Reproduce exactly the line with "Task: put a pin on every instance of the building" and the lines after it. Stop at the last line of the data and include nothing else.

(EXERCISE DATA)
_____
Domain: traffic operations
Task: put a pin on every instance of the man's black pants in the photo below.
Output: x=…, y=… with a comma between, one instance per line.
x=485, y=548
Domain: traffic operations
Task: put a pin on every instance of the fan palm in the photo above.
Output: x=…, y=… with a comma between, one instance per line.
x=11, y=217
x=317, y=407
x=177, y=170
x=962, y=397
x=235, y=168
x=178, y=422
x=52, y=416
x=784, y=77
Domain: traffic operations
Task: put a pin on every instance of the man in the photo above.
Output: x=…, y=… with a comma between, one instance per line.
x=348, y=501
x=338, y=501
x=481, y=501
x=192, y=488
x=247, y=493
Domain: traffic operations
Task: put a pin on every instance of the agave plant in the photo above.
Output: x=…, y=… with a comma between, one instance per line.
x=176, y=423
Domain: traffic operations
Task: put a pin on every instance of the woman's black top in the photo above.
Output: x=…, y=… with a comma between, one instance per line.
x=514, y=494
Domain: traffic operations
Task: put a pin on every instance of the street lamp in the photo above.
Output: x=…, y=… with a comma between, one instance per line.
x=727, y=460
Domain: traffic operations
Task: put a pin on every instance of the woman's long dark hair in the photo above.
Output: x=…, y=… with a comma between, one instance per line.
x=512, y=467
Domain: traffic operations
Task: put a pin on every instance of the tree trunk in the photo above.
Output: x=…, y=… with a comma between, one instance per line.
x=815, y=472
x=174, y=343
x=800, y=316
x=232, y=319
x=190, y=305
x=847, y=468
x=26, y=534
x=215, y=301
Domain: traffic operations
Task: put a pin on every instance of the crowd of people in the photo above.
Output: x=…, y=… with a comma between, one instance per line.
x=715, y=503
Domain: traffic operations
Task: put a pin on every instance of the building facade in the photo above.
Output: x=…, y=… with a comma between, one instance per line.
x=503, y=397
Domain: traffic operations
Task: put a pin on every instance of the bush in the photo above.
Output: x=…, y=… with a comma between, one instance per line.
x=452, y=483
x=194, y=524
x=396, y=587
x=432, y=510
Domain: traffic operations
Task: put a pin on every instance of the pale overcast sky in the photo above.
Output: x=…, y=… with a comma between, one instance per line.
_____
(SOLUTION TO THIS TASK)
Task: put a pin on every instance of the building facade in the photo above.
Output: x=…, y=… with a comma between, one instance per line.
x=503, y=397
Domain: traffic operations
Task: put a pin on every instance of the bush in the photo above.
Output: x=…, y=… with a comma between, one instance per line.
x=452, y=483
x=194, y=524
x=396, y=587
x=432, y=510
Domain: traffic operations
Task: put a pin on every instance of the pale overcast sky in the photo above.
Output: x=…, y=… with a comma between, one instance per line.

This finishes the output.